## WHAT TO PRODUCE
Reproduce verbatim the lines of the entries below, starting at the line that contains "I'm trying to find the white wall" and ending at the line that contains "[309, 263, 455, 307]", both lines included.

## DATA IN THIS EXERCISE
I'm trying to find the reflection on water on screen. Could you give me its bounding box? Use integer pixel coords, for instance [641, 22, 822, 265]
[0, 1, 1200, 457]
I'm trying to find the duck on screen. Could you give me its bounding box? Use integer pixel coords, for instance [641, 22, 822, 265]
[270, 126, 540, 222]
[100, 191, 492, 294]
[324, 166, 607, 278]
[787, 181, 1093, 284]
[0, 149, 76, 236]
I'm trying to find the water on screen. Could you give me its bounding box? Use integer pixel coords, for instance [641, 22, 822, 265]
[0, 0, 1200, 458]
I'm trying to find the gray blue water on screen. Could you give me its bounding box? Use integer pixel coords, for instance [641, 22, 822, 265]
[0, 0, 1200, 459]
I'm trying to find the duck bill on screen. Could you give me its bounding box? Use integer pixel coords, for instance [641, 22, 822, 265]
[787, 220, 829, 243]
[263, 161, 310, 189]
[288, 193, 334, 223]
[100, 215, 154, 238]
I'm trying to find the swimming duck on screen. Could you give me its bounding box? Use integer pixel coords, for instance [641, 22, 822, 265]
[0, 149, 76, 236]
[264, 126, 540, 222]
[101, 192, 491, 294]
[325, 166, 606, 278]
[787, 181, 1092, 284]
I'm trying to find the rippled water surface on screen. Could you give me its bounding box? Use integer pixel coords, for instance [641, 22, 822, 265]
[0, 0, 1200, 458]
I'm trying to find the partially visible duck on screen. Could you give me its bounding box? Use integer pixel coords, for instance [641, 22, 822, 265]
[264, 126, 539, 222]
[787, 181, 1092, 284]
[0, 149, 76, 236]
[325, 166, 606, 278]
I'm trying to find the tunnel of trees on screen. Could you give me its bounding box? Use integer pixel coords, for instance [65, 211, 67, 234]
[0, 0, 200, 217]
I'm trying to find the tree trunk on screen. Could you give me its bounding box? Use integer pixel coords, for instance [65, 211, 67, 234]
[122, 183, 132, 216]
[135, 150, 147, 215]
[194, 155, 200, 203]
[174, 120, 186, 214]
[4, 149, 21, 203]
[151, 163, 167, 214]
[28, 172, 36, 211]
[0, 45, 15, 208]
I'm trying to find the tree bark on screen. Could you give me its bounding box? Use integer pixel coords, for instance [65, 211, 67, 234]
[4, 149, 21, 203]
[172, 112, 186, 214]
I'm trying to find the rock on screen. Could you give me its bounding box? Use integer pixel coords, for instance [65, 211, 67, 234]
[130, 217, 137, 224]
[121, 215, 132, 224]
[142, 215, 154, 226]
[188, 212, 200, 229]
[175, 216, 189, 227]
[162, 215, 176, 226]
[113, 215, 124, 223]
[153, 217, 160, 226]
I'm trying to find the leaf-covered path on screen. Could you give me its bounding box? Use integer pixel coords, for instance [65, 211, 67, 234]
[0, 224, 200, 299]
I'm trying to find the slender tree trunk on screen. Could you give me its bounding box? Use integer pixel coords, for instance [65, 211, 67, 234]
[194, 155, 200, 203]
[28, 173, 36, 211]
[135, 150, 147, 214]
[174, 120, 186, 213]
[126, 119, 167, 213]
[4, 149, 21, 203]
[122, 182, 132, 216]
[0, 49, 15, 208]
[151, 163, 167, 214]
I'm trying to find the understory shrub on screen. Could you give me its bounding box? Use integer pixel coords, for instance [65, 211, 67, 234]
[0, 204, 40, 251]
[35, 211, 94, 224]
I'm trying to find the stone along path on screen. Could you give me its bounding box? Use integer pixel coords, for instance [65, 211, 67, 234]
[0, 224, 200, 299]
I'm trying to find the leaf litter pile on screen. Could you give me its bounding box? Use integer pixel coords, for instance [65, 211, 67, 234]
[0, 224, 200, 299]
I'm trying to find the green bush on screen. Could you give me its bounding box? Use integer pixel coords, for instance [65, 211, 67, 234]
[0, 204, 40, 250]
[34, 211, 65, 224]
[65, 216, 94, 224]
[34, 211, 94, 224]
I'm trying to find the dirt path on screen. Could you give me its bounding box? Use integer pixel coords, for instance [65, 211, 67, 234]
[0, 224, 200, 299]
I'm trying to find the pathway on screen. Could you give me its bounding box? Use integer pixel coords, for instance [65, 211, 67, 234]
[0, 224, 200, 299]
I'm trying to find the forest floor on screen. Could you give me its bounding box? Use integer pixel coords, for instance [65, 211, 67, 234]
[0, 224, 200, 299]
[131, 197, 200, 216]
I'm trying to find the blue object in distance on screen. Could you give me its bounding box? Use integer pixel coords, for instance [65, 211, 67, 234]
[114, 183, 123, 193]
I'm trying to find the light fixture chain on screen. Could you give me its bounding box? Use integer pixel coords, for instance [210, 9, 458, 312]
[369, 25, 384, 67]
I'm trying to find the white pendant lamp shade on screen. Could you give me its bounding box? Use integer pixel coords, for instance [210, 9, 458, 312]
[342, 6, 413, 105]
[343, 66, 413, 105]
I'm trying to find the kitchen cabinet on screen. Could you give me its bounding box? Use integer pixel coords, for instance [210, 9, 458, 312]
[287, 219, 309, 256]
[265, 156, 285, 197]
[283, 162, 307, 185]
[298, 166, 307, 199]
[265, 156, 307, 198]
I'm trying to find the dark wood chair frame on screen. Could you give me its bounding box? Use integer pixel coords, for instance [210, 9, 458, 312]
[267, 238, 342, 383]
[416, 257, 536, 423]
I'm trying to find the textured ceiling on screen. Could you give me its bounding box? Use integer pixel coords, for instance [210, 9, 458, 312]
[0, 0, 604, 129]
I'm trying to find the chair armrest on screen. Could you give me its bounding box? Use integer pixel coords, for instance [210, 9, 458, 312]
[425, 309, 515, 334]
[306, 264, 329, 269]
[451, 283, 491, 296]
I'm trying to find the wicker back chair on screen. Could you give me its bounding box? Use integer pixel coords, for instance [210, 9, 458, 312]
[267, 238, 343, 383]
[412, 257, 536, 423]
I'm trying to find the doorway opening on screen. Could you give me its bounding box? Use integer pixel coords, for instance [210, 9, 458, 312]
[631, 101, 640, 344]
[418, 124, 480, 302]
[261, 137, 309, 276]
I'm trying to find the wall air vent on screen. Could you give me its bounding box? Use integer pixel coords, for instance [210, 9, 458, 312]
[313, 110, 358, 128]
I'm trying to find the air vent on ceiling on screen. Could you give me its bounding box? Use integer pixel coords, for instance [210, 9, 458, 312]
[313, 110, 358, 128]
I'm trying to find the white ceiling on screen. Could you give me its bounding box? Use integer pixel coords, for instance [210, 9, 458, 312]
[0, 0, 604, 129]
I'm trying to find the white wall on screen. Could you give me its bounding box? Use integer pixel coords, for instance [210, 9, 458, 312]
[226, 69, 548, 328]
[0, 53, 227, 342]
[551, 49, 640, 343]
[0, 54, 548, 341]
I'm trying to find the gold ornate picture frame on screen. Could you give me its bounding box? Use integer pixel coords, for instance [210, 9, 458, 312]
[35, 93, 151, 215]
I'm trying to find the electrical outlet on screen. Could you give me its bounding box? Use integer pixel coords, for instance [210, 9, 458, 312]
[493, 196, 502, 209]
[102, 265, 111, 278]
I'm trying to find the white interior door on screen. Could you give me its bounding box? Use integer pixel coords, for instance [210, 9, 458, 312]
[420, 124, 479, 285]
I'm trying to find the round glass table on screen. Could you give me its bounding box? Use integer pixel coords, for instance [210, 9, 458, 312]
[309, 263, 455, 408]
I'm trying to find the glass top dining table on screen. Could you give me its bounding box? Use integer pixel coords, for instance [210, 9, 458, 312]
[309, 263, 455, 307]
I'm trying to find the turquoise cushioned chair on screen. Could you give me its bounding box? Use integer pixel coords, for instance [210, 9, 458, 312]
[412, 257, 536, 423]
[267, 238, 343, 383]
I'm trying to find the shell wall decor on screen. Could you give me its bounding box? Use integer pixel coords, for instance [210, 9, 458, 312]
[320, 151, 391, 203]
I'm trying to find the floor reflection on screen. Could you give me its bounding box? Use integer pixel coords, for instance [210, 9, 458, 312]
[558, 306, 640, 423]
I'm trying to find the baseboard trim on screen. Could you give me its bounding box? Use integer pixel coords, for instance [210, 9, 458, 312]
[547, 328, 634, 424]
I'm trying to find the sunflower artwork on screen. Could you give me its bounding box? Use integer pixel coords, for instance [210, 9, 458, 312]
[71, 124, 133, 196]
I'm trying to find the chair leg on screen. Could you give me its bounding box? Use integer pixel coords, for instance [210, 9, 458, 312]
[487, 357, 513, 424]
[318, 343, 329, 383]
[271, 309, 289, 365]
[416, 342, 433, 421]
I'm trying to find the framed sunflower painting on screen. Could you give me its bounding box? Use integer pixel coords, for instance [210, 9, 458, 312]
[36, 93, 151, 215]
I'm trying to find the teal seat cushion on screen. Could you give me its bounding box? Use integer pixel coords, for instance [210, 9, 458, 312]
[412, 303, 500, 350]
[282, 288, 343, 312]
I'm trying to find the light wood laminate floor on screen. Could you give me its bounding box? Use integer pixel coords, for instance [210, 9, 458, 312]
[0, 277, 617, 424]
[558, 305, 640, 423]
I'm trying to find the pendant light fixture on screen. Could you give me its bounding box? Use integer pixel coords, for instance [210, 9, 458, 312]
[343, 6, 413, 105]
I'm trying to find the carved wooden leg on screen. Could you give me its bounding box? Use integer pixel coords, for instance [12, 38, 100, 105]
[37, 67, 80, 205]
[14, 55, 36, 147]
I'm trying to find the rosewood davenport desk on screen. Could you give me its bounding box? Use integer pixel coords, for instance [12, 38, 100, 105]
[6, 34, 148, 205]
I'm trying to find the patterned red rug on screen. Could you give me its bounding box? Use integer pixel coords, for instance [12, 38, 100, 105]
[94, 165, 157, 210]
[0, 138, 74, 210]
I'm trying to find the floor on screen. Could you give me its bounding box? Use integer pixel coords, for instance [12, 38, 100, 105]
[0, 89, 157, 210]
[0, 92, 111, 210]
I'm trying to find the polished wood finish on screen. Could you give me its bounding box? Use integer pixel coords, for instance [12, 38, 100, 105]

## RESPONSE TO THIS EXERCISE
I'm trying to find the white wall on screen. Could you give me its bounding box? Use integer pixel coords, for instance [210, 9, 458, 312]
[226, 69, 548, 328]
[0, 53, 227, 342]
[551, 49, 640, 343]
[0, 54, 548, 341]
I'm trying to find the gold ornate picture frame on screen. Could you give me its bounding box? Use integer pixel coords, for instance [210, 9, 458, 312]
[35, 93, 151, 215]
I'm trying to find the electrical outlet on screen. Could you give me its bounding box? Use integer pixel coords, for instance [210, 9, 458, 312]
[493, 196, 502, 209]
[102, 265, 111, 278]
I'm trying to find the white interior door on screen. Could you give me its bounding box? Use integer pixel coords, for instance [210, 9, 458, 312]
[420, 124, 479, 285]
I'm trying to find the round glass table on screen. Could you give me its bounding box? Use integer pixel coords, for instance [210, 9, 458, 312]
[309, 263, 455, 408]
I'm trying to find the glass top dining table on screen. Could you give me its bounding box? Use integer pixel coords, for instance [210, 9, 458, 312]
[309, 263, 455, 307]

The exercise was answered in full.